In responding to Judge Berman, the SEC and Justice said the government believed Judge May was wrong, intended to appeal her decision and was therefore not obliged to fix anything. “The government believes that the commission should not act precipitously to modify its ALJ scheme,” it said in a June 15 letter to Judge Berman. “This is particularly the case when the SEC has over 100 litigated proceedings at various stages of the administrative process and the ALJ scheme has been in use for seven decades.”

In August, after he denied the government’s motion to dismiss Duka’s constitutional challenge, Berman once again asked the SEC and Justice whether it intended to cure any violation of the Appointments Clause. In an Aug. 10 letter, the agency repeated that it did not.

So why has the SEC so far resisted the easy fix employed by the FTC? Clearly, the government is worried that if it makes any concession suggesting doubt in the constitutionality of its administrative proceedings, defendants in those scores of pending cases will pounce. And as I’ve previously reported, defense lawyers suspect the SEC and Justice may also be concerned about collateral constitutional attacks by defendants whose administrative proceedings are already closed.

Rather than prospectively ratify the appointments of the agency’s ALJs, the SEC seemed to be setting up a future argument that even if the hiring process is flawed, the commissioners’ de novo review of the determinations of its in-house judges corrects any harmless error from their appointment. The SEC’s Lucia opinion includes a footnote quoting the D.C. Circuit’s Landry opinion for the proposition that defendants suffer no prejudice regardless of the manner in which presiding administrative law judges are appointed.

Skadden Arps Slate Meagher & Flom, which represents Lynn Tilton of Patriarch Partners in a case seeking to block the SEC’s administrative proceeding against her, highlighted the prospective “harmless error” argument in a letter last week to the 2nd Circuit, where Tilton is appealing a lower-court decision that it does not have jurisdiction over her case. At oral arguments on Wednesday, a three-judge panel at the 2nd Circuit asked both sides to brief that issue, according to my Reuters colleague Nate Raymond, who was at the argument.

RAW DATA:

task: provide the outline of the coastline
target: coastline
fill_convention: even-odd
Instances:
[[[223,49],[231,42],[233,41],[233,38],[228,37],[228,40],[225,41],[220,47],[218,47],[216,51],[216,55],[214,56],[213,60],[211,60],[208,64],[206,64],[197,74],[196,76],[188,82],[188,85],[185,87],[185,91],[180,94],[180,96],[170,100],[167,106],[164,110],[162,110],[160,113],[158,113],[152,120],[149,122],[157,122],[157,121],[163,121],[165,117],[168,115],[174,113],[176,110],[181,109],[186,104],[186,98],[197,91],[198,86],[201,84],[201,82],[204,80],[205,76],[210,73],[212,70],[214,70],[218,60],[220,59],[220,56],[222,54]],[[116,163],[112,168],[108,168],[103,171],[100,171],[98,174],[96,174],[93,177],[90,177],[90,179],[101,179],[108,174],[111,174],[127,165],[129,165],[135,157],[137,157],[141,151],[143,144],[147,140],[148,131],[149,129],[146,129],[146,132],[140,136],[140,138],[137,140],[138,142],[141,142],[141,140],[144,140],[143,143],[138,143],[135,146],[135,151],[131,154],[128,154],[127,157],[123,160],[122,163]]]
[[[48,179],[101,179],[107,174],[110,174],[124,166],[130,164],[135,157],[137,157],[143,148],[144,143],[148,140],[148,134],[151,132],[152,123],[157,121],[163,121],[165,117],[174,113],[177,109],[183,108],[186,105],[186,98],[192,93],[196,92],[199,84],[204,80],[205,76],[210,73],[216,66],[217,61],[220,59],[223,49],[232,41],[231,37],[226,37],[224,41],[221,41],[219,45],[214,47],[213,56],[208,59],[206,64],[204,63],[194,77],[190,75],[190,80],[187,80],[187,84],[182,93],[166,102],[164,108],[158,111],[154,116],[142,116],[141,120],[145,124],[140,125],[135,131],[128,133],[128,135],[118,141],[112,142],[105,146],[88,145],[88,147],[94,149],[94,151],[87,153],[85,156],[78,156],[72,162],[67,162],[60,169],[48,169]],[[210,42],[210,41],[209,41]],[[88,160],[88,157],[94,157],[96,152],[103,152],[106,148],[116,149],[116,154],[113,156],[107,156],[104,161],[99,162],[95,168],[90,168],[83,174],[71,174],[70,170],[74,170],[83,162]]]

USING THE INFORMATION:
1. Shorten the paragraph of the excerpt about the SEC's in-house judges that begins "So why has the SEC so far resisted", keeping its main facts.
2. Carry the excerpt about the SEC's in-house judges forward from its last sentence.
The lines play no part in the work on the excerpt about the SEC's in-house judges.

ANSWER SECTION:
1. The SEC has not used the FTC's easy fix because the government fears that any concession casting doubt on the constitutionality of its administrative proceedings would prompt defendants in the many pending cases to pounce. Defense lawyers also suspect the SEC and Justice worry about collateral constitutional attacks from defendants whose administrative proceedings are already closed.

2.
The funny thing is that, according to University of Georgia law professor Kent Barnett, who scrutinized the in-house judge Appointments Clause question in his article Resolving the ALJ Quandary for the Vanderbilt Law Review, the SEC may be overestimating its problem – and teeing up a solution that won’t work. In an interview Wednesday, Barnett said he strongly doubts any defendant in an already concluded SEC administrative proceeding will be able to reopen the case, even if the ALJ hiring process turns out to be flawed. “When it’s done, it’s done,” he said. “I’m just not that worried about retroactivity. I look at the SEC and say, ‘Why are you doing all this?'”

Barnett said he is skeptical of any argument that constitutional deficiencies in administrative proceedings can be cured by the commissioners’ de novo review. The U.S. Supreme Court considered and rejected a similar contention in 1995’s Ryder v. United States, when the justices found Appointments Clause flaws in the process by which the military named civilian judges to the Coast Guard’s Court of Military Appeals.

Meanwhile, Barnett said, litigation against defendants in administrative proceedings may open the SEC and other agencies up to discovery demands for information they would rather not share. The 7th Circuit’s recent holding that it did not have jurisdiction over a constitutional challenge by SEC administrative proceeding defendant Laurie Bebo, Barnett said, suggested that in-house judges have to permit discovery on their hiring and tenure protection systems. “Agencies probably don’t want that out there,” Barnett said.

I emailed SEC spokesman John Nester to ask about the FTC ratifying its in-house judge in the LabMD case but didn’t hear back.